__Exercise aim__
Rewrite every line of the records below, replacing "dropping a point on every instance" with "marking each one with a point" and leaving everything else unchanged. Omit the pictures from your answer.

__Material supplied__
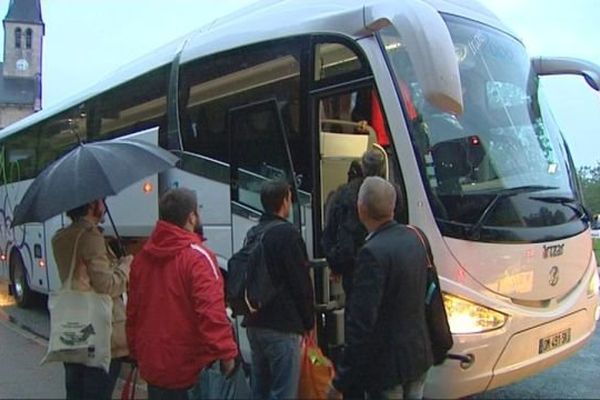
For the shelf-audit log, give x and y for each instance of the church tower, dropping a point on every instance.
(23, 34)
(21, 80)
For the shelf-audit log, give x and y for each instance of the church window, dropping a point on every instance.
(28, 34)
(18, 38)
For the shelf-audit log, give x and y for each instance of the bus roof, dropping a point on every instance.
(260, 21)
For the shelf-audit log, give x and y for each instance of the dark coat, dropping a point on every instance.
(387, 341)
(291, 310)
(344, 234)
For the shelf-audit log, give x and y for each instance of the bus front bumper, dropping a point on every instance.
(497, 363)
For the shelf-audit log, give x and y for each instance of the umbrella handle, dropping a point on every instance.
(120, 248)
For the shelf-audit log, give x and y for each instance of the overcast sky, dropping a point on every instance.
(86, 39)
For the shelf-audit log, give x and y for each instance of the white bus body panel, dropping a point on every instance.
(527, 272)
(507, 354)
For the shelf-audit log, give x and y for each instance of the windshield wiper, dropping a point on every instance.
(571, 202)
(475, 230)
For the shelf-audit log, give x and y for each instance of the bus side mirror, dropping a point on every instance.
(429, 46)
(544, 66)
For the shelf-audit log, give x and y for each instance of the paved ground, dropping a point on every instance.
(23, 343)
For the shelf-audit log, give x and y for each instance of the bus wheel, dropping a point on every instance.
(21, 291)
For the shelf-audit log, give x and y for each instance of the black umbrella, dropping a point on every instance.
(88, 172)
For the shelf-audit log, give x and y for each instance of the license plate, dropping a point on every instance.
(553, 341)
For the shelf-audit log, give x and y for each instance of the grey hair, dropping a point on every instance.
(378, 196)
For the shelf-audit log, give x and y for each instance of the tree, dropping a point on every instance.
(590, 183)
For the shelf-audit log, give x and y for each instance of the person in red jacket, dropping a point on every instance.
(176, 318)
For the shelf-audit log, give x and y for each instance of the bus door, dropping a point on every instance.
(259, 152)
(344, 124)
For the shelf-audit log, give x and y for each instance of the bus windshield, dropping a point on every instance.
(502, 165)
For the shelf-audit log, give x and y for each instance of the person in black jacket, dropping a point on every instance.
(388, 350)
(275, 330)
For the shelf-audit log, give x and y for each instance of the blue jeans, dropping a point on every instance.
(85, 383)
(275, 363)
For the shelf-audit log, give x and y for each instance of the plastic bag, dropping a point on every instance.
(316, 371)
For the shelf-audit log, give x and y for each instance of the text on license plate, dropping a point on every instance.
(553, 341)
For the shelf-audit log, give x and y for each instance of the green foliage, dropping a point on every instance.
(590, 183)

__The solution__
For the shelf-audit log, give x and y for each instance of the church tower, marking each one with a point.
(23, 34)
(21, 80)
For the shelf-audit log, give x and y for each instance of the church window, marking each one with a point.
(28, 34)
(18, 38)
For the shelf-audit log, give x and y for each instance of the bus roof, marking each one with a point.
(260, 21)
For the shelf-audit log, give x and y for each instance of the dark coat, marking each one with a point.
(387, 341)
(291, 310)
(344, 234)
For the shelf-audit log, give x and y for each instance of the bus front bumper, marking each one with a point.
(497, 363)
For the shelf-audit log, give x and y for each instance of the umbrella handle, marking each one with a point.
(120, 248)
For the shelf-audit log, give x and y for each instance of the overcast sky, marking each one with a point.
(86, 39)
For the shelf-audit log, give x and y for each instance of the white bus body panel, marking each one with a point.
(527, 272)
(507, 354)
For the shelf-audit log, give x and y for each instance of the windshield wiper, marking each one with a point.
(571, 202)
(475, 230)
For the shelf-audit log, give x and y for each instance of the bus side mirror, marking each one with a point.
(429, 46)
(544, 66)
For the shelf-audit log, give x and y for each instance of the paved ground, marking each one with a point.
(23, 343)
For the shelf-audit log, give x and y for each instance of the bus wheel, marking each one with a point.
(21, 291)
For the shelf-audit log, give x and y for each instance of the black umbrella, marking each one with a point.
(88, 172)
For the shelf-audit log, give x and y for each instance of the license plate, marking each one with a point.
(553, 341)
For the shelf-audit log, give x and y for each instance of the grey hair, marking each one with a point.
(378, 196)
For the shelf-audit log, give x and y for each instance of the tree, marking each one with a point.
(590, 183)
For the shelf-audit log, give x and y for each instance of the person in red jacket, marking each one with a point.
(176, 318)
For the shelf-audit log, give x and y for each instance of the bus door, marking each one with a point.
(259, 152)
(344, 124)
For the shelf-audit log, give x and y for each instance of the bus windshield, marking each one with a point.
(502, 165)
For the shelf-audit log, give x and y for each instance of the person in black jacket, marking each one with a point.
(388, 350)
(275, 330)
For the shelf-audit log, give x and y for each instance of the blue jeans, marking each one with a point.
(85, 383)
(275, 363)
For the shelf-audit log, give x and y for each instance of the plastic bag, marking each one with a point.
(316, 371)
For the shelf-audit log, give x and y for each instance of the text on license plate, marking each one with a point.
(553, 341)
For the shelf-audit log, give x and y for each instance of the green foliage, marking each one with a point.
(590, 183)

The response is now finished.